_WORK TO COMPLETE_:
Copy the rows again, starting at the row that contains "of the dirt" and ending with the last row, both included, requests and all. Multiply every x and y coordinate in the answers by 2.6 and round each result to a whole number, with halves rounded up.

-- -- --

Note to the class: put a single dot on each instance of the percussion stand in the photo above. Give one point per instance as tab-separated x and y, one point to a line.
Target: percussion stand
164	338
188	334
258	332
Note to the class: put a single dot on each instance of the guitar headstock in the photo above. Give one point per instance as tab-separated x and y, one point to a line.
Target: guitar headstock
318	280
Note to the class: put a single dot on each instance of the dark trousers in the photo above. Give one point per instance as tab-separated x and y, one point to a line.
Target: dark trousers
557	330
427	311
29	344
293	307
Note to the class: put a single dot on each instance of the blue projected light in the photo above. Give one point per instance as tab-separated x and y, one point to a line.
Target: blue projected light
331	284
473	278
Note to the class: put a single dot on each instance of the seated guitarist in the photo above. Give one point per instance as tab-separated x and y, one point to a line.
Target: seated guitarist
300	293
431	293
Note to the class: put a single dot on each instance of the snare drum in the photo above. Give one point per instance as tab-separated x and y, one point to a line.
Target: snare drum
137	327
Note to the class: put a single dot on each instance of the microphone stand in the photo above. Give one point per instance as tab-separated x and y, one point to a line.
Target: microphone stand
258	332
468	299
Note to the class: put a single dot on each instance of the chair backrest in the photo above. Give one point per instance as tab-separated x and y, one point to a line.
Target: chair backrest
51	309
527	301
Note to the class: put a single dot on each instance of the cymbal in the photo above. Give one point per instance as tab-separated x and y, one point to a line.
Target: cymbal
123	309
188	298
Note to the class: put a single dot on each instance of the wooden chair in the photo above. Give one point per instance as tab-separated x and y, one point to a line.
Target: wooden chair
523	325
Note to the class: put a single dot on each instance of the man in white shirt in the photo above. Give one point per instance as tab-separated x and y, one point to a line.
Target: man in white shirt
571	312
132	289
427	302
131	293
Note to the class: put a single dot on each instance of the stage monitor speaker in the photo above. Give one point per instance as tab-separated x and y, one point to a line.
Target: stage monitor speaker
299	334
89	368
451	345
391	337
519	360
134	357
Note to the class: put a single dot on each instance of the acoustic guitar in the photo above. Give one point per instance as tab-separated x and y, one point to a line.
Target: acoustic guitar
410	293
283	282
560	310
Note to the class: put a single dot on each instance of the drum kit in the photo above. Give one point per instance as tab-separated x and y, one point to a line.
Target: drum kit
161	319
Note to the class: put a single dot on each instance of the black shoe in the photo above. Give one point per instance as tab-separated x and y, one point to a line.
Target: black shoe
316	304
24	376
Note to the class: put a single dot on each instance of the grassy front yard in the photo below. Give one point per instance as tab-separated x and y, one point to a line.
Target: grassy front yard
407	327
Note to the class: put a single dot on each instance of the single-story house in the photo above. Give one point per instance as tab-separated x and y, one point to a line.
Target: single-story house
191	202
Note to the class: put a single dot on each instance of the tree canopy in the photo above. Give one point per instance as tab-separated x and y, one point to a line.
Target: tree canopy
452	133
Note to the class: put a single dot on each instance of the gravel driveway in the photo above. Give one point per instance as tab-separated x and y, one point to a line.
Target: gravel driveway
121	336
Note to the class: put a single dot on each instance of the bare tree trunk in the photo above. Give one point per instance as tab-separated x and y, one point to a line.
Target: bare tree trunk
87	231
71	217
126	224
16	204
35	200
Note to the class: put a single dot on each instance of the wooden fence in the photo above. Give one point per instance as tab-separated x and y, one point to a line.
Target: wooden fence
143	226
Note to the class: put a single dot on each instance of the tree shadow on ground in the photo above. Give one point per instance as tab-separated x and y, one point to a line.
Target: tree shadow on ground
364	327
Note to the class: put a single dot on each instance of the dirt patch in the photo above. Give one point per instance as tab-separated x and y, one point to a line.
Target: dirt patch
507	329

-- -- --

_PROBLEM SOLUTION_:
Note to the class: put a single dot on each instance of the dirt patch in the photo above. Give one point per instance as tab-separated x and y, one point to a line.
Target: dirt patch
1318	855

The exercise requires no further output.